• **Image-grounded pointing data**
***

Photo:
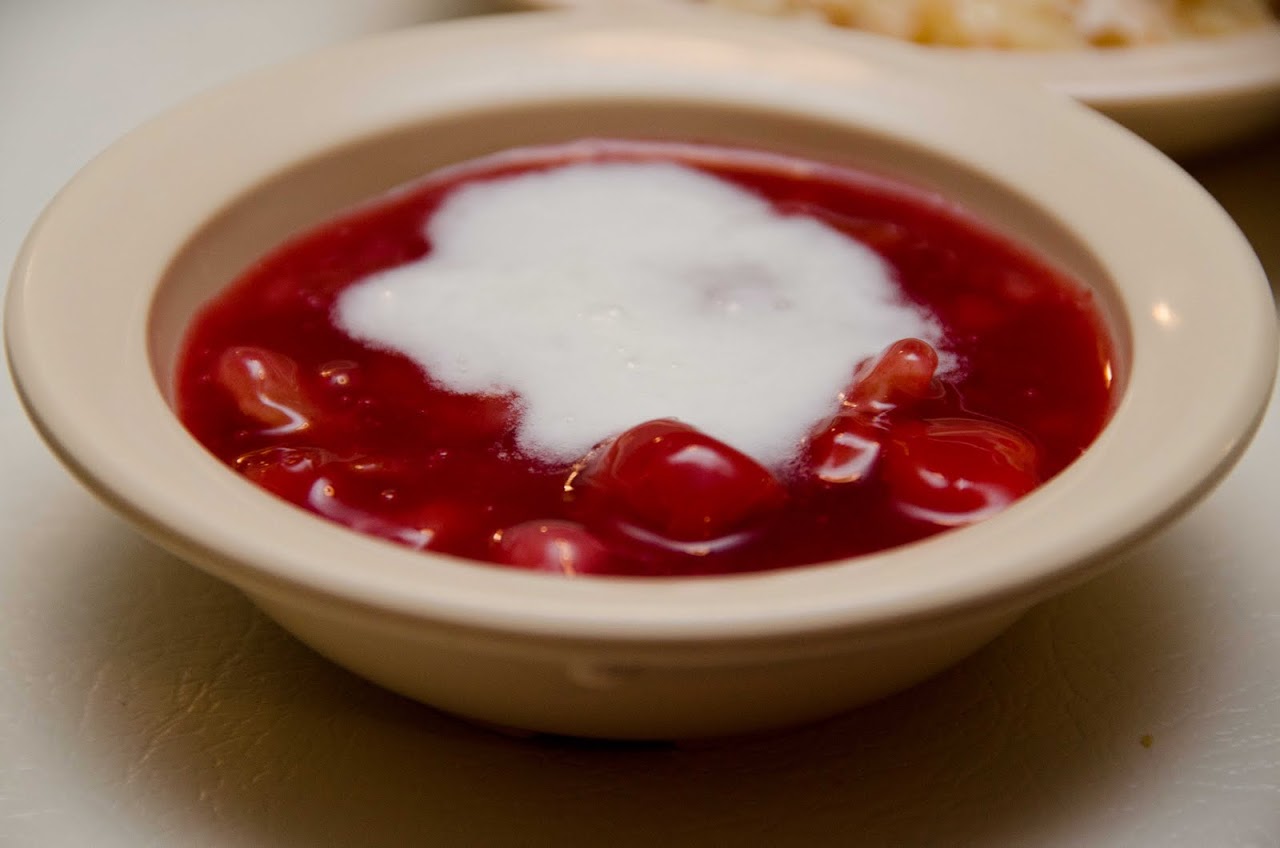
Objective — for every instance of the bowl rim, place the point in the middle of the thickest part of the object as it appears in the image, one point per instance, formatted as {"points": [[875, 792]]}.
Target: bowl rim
{"points": [[113, 428]]}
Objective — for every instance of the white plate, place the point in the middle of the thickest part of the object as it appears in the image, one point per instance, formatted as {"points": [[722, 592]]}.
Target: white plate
{"points": [[1184, 97]]}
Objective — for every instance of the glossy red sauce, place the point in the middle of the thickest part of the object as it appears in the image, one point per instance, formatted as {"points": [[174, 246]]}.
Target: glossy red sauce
{"points": [[362, 437]]}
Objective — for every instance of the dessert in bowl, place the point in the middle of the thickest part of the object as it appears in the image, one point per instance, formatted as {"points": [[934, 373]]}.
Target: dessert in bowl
{"points": [[118, 269]]}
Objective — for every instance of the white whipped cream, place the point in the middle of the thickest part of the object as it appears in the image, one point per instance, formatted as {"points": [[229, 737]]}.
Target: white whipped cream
{"points": [[609, 293]]}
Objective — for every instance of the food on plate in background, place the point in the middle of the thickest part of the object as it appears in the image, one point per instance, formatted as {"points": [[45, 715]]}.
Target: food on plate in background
{"points": [[1029, 24]]}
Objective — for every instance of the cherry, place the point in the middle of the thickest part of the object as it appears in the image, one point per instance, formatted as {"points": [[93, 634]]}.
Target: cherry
{"points": [[266, 388], [846, 448], [287, 472], [956, 470], [562, 547], [676, 482], [903, 373]]}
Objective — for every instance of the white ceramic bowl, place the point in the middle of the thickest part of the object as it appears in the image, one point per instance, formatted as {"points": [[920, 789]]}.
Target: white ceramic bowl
{"points": [[1185, 97], [114, 269]]}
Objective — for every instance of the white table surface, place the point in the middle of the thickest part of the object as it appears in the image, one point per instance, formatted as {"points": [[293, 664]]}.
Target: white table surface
{"points": [[144, 703]]}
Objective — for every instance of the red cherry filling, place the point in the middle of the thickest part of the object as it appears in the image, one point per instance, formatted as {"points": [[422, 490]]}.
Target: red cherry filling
{"points": [[266, 388], [846, 450], [562, 547], [900, 375], [676, 482], [955, 472]]}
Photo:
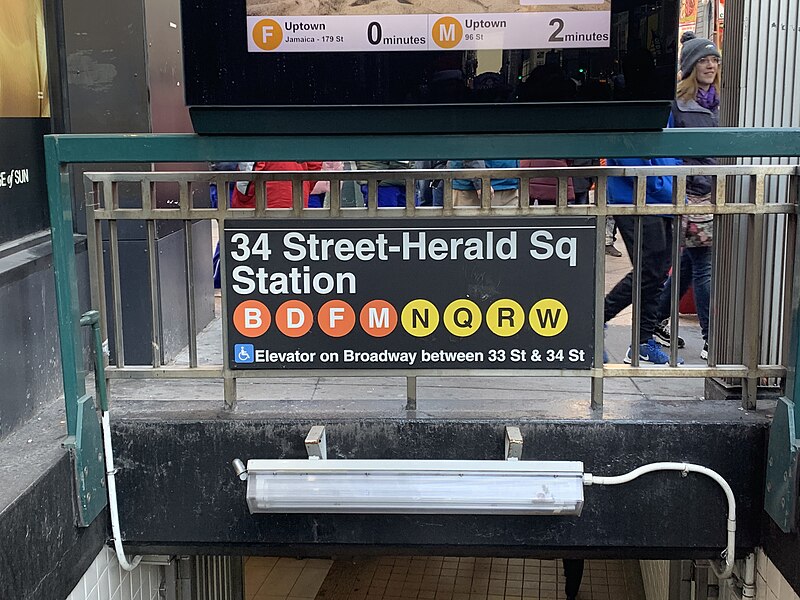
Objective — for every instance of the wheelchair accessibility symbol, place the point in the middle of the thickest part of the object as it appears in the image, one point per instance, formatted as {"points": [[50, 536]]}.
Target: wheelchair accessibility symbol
{"points": [[243, 353]]}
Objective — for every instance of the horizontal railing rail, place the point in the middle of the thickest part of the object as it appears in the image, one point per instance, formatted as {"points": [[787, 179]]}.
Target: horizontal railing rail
{"points": [[104, 211]]}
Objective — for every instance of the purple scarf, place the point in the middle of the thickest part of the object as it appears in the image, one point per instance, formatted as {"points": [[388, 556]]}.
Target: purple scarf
{"points": [[709, 99]]}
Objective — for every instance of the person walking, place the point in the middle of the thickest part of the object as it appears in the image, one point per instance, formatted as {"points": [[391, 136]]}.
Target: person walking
{"points": [[656, 254], [696, 105]]}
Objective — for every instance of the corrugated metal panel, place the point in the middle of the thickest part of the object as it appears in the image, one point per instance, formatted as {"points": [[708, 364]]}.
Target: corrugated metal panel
{"points": [[217, 578], [761, 88]]}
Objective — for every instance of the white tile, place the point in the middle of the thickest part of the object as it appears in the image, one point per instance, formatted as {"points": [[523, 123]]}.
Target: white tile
{"points": [[761, 562], [125, 587], [90, 578], [114, 577], [761, 587], [136, 580]]}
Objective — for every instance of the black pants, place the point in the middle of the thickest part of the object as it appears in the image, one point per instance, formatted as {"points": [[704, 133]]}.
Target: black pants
{"points": [[573, 573], [656, 261]]}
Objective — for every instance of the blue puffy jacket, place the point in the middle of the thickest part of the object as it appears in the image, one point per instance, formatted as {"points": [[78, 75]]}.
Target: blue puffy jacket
{"points": [[503, 184], [621, 190]]}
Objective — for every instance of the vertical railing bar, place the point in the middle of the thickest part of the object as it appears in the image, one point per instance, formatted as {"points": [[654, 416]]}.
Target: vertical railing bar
{"points": [[600, 192], [752, 316], [228, 375], [486, 194], [791, 289], [562, 192], [599, 317], [760, 190], [261, 199], [155, 301], [674, 305], [641, 190], [411, 393], [222, 192], [190, 302], [336, 198], [183, 197], [147, 195], [411, 207], [525, 194], [411, 201], [116, 289], [214, 560], [716, 257], [447, 197], [636, 291], [788, 285], [228, 578], [110, 188], [372, 197], [720, 189], [297, 195], [94, 243]]}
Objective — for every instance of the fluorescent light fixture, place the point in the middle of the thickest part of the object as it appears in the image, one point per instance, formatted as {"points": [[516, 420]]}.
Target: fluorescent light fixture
{"points": [[512, 487]]}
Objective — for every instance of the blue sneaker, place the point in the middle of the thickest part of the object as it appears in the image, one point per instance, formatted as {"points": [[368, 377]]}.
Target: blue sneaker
{"points": [[651, 353]]}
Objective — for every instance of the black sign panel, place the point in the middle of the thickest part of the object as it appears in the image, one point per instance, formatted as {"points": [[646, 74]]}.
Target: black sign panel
{"points": [[402, 294], [243, 57], [23, 190]]}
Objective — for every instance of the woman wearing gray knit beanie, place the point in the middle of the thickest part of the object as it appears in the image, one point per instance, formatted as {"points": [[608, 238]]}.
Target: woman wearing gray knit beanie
{"points": [[697, 105]]}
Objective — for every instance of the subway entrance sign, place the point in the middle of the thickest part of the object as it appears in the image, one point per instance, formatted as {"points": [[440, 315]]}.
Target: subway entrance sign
{"points": [[425, 294]]}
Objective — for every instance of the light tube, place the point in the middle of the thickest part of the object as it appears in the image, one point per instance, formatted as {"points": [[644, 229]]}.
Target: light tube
{"points": [[415, 487]]}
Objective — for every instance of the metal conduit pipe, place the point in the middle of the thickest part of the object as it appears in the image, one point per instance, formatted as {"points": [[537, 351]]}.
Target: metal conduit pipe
{"points": [[749, 583], [728, 554], [112, 498]]}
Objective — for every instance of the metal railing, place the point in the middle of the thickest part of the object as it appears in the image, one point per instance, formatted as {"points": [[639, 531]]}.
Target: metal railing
{"points": [[103, 211]]}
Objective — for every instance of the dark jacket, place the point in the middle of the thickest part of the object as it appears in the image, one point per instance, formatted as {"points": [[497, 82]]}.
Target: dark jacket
{"points": [[691, 114], [545, 189], [621, 190]]}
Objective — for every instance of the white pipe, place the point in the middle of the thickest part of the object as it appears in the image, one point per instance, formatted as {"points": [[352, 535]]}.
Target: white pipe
{"points": [[112, 498], [685, 468], [749, 583]]}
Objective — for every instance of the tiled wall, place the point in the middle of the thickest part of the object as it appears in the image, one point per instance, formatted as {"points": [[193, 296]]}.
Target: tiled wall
{"points": [[655, 575], [105, 580], [770, 584]]}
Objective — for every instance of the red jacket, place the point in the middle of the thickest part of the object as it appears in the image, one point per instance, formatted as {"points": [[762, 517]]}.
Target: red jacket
{"points": [[279, 193], [545, 189]]}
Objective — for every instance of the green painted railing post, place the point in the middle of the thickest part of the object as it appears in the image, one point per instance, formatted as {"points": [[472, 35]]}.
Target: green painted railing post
{"points": [[62, 232], [782, 494]]}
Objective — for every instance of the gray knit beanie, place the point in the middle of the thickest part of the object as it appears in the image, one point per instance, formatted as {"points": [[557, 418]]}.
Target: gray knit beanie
{"points": [[695, 48]]}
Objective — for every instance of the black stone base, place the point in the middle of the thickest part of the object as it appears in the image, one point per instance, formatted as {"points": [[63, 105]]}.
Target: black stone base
{"points": [[180, 471]]}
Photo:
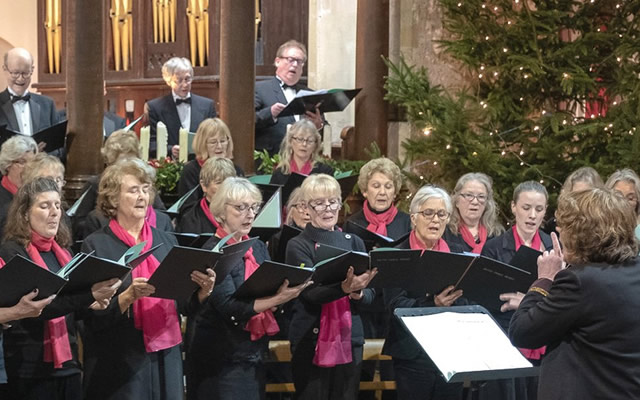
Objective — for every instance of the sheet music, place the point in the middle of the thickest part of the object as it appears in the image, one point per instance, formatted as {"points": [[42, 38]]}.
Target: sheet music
{"points": [[464, 342]]}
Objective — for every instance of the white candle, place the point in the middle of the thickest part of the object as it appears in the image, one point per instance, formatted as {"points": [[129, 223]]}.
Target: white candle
{"points": [[161, 140], [145, 135], [183, 141]]}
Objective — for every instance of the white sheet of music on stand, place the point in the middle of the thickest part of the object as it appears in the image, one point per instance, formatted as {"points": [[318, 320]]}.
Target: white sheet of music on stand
{"points": [[464, 342]]}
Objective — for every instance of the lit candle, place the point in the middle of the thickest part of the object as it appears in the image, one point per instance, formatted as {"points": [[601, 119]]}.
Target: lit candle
{"points": [[161, 140], [183, 141], [145, 136]]}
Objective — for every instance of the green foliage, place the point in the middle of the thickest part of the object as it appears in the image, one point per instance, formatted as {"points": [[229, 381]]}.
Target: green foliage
{"points": [[167, 174], [522, 117]]}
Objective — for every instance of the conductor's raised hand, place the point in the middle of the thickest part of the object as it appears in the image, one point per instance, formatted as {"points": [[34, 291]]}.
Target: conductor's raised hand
{"points": [[551, 262], [447, 297], [355, 283]]}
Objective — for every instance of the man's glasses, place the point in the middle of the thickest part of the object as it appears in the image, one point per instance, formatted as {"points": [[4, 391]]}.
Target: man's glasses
{"points": [[430, 213]]}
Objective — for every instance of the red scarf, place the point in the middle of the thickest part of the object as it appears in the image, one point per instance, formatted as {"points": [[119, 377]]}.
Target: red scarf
{"points": [[204, 204], [56, 338], [532, 354], [151, 216], [263, 323], [10, 186], [378, 221], [416, 244], [157, 318], [470, 240], [305, 170]]}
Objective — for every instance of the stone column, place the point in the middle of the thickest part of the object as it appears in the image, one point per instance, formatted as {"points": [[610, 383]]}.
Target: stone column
{"points": [[372, 42], [83, 38], [237, 77]]}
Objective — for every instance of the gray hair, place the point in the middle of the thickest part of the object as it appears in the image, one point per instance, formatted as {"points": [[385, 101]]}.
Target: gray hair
{"points": [[428, 192], [530, 186], [13, 149], [173, 65], [233, 189]]}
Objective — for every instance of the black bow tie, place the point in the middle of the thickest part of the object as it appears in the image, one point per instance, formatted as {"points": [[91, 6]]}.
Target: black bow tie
{"points": [[26, 97]]}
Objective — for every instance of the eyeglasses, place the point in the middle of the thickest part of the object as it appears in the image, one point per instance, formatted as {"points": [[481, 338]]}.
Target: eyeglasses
{"points": [[293, 60], [244, 208], [215, 143], [304, 141], [482, 198], [430, 213], [324, 205], [16, 74]]}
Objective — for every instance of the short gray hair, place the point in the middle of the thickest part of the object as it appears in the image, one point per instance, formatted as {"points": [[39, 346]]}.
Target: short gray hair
{"points": [[428, 192], [233, 189], [13, 149], [174, 65]]}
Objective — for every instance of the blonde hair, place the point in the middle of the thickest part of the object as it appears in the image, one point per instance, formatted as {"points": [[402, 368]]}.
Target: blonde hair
{"points": [[597, 227], [233, 189], [320, 185], [120, 143], [304, 127], [489, 217], [216, 168], [111, 182], [210, 128]]}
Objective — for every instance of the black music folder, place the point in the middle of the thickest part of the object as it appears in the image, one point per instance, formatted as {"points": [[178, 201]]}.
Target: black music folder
{"points": [[371, 239], [465, 343], [325, 100], [268, 278], [54, 136], [20, 276]]}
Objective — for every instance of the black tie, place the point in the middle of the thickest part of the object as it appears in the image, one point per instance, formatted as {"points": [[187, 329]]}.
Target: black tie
{"points": [[26, 97]]}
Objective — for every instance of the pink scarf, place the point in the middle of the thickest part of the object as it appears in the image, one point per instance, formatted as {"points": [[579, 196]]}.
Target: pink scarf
{"points": [[56, 338], [378, 221], [10, 186], [263, 323], [207, 211], [416, 244], [157, 318], [151, 216], [536, 243], [470, 240], [305, 170]]}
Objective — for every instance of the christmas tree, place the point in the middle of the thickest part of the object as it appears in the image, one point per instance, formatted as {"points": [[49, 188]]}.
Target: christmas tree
{"points": [[557, 87]]}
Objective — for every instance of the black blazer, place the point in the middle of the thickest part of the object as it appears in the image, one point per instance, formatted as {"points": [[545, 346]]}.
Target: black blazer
{"points": [[164, 109], [43, 112], [589, 322], [269, 133]]}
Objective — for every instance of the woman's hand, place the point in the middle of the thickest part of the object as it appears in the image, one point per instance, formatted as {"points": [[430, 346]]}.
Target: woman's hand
{"points": [[105, 290], [353, 283], [205, 281], [447, 297], [551, 262], [512, 301]]}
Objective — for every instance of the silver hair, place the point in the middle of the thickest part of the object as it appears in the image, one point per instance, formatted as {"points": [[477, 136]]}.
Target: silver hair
{"points": [[13, 149]]}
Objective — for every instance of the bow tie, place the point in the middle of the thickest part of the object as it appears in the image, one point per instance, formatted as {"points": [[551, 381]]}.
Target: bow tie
{"points": [[26, 97]]}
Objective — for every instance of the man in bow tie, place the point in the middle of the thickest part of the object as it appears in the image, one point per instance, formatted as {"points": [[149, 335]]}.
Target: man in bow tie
{"points": [[20, 110], [273, 95], [181, 108]]}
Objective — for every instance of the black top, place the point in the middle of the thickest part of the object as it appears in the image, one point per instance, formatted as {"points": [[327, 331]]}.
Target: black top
{"points": [[306, 309], [219, 335], [503, 248], [24, 341], [589, 322], [278, 178], [399, 227], [399, 343]]}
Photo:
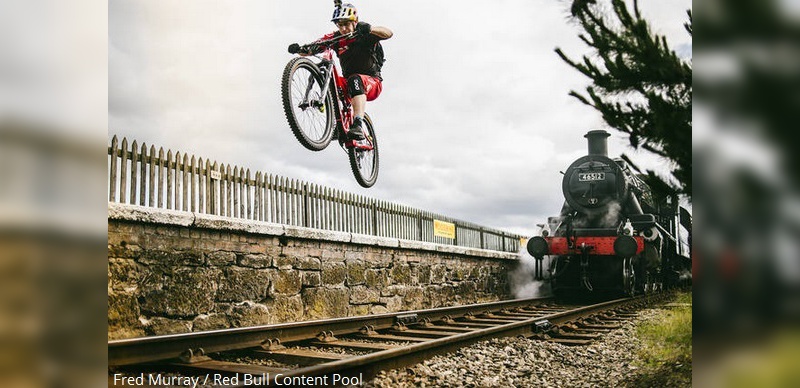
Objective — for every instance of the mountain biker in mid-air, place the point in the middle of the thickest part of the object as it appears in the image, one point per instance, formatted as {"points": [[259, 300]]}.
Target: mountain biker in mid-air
{"points": [[361, 59]]}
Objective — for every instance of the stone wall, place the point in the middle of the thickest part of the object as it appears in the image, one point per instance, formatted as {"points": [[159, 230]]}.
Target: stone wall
{"points": [[176, 272]]}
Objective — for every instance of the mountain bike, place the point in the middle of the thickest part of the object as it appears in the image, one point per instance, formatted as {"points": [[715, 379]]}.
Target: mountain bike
{"points": [[318, 107]]}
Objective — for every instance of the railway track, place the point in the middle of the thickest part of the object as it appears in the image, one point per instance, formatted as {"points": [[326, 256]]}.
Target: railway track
{"points": [[344, 351]]}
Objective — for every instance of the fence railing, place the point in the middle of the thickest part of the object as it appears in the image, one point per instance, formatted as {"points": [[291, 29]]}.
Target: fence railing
{"points": [[145, 176]]}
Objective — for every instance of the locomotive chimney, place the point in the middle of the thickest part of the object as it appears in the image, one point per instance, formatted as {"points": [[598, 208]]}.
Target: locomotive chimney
{"points": [[598, 145]]}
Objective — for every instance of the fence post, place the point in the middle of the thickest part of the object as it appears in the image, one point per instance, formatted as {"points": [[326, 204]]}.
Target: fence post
{"points": [[374, 217], [112, 188], [306, 205]]}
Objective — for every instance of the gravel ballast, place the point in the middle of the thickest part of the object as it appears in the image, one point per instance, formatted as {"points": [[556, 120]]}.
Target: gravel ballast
{"points": [[517, 362]]}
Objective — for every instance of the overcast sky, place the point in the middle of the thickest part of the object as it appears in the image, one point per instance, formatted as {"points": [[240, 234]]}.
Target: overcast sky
{"points": [[474, 122]]}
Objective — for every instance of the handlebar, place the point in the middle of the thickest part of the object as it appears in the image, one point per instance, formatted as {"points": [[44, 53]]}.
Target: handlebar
{"points": [[316, 47]]}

***

• **Problem to solve**
The lines above from the one containing "Objective — for every instance of the white tile, place" through the one containing "Objective — for every instance of the black pants, place" are to be set down exactly, and no others.

• **Finished task**
Objective — for every instance of the white tile, place the point in the middle of the thickest part of the object as it appears in the image, one point per instance, formatted as {"points": [[523, 123]]}.
Target: white tile
{"points": [[761, 562], [125, 587], [90, 578], [114, 577], [761, 587], [136, 580]]}
Objective — for every instance of the black pants, place the point in the middle of the thickest part of the object as it appears in the image, one point per instance, formatted as {"points": [[704, 133]]}.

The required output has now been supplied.